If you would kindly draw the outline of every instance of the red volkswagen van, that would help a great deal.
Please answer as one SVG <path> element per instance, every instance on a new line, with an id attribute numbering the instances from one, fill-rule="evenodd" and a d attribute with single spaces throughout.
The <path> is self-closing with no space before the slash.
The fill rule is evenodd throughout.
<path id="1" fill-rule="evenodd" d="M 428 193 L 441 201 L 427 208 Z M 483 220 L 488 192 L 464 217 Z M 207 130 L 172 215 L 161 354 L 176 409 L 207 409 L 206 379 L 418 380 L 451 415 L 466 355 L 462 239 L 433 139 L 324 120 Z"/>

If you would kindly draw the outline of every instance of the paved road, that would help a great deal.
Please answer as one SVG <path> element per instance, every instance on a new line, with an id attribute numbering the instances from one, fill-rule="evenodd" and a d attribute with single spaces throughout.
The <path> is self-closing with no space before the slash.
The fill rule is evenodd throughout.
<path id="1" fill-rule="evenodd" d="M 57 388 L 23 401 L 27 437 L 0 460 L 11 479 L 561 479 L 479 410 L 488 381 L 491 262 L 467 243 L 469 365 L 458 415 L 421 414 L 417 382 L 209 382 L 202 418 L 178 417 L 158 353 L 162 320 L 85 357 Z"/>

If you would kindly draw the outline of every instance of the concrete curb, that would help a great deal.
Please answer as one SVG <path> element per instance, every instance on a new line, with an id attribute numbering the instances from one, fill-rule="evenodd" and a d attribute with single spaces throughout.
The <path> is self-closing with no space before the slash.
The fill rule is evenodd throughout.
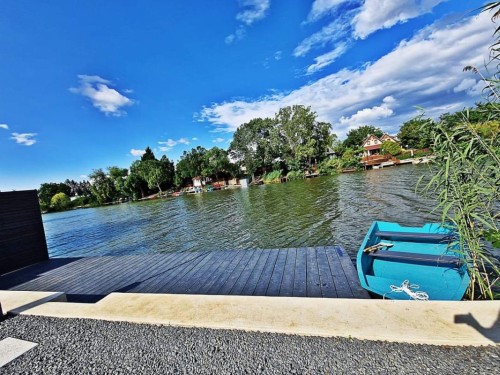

- Task to complete -
Among the records above, find each line holding the string "great" and pull it out.

- Answer to this task -
If you would kindly draw the outline of every instance of the red volkswagen van, that would help a great deal.
If you would kindly draw the outline of every instance of the paved road, that would help a great deal.
If you would kindly draw the outline of every instance of the concrete curb, that would help a great deal.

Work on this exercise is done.